**RECORDS:**
################

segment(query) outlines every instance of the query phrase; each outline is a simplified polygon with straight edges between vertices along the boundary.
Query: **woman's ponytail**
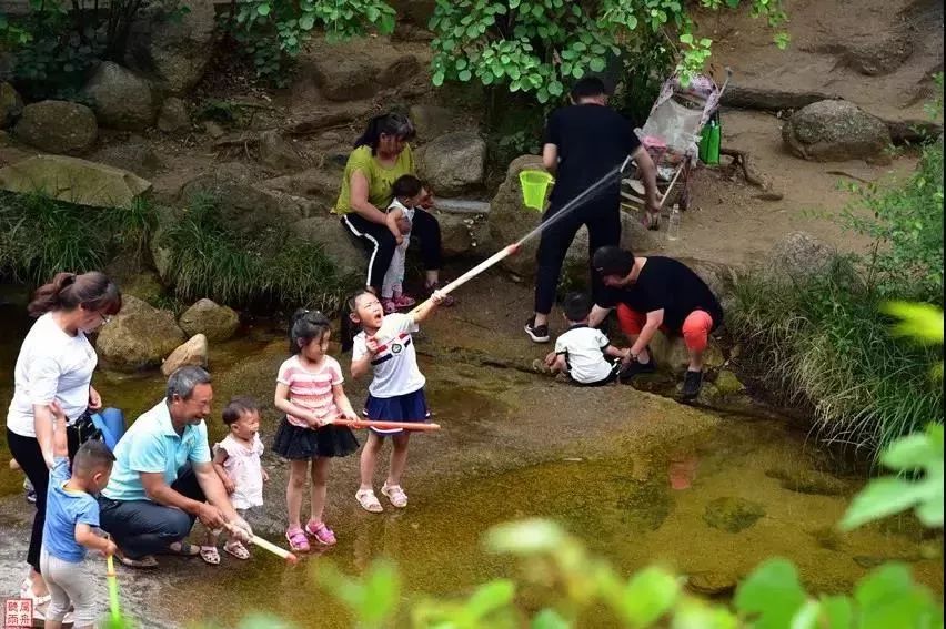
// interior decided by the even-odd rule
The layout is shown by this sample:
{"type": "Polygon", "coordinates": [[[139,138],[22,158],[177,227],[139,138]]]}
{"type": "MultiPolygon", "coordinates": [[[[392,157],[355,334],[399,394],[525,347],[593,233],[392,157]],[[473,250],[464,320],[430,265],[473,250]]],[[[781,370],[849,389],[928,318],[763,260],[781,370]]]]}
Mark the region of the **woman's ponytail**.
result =
{"type": "Polygon", "coordinates": [[[375,115],[368,122],[368,126],[361,138],[355,140],[354,148],[370,146],[371,154],[378,154],[378,144],[381,135],[393,135],[404,141],[411,141],[416,135],[414,123],[406,115],[400,113],[383,113],[375,115]]]}
{"type": "Polygon", "coordinates": [[[79,306],[104,315],[118,314],[121,291],[98,271],[81,275],[61,272],[53,276],[52,282],[37,288],[27,311],[31,316],[40,316],[51,311],[73,311],[79,306]]]}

################

**PROBLEM REQUIREMENTS:**
Rewrite the rows above with "woman's ponytail" changed to "woman's braid" and everything else left as it is. Leave the picture out.

**WRITTEN RESPONSE:**
segment(query) outlines every instance of the query phrase; each outline is a simplified polygon with straight edges between vertices along the boundary.
Query: **woman's braid**
// interior decided by the even-odd rule
The layout is shown by this sample:
{"type": "Polygon", "coordinates": [[[139,138],[22,158],[177,227],[139,138]]]}
{"type": "MultiPolygon", "coordinates": [[[[392,157],[355,334],[399,394],[525,347],[593,233],[392,157]],[[473,250],[464,320],[430,265],[473,250]]],[[[781,370],[849,389],[928,318],[763,260],[781,370]]]]}
Mark the region of the **woman's braid**.
result =
{"type": "Polygon", "coordinates": [[[375,115],[368,122],[368,126],[361,138],[355,140],[354,148],[370,146],[371,154],[378,154],[378,144],[381,135],[393,135],[404,141],[411,141],[416,135],[414,123],[406,115],[400,113],[383,113],[375,115]]]}
{"type": "Polygon", "coordinates": [[[79,306],[104,315],[118,314],[121,291],[98,271],[81,275],[61,272],[53,276],[52,282],[37,288],[27,311],[31,316],[40,316],[51,311],[73,311],[79,306]]]}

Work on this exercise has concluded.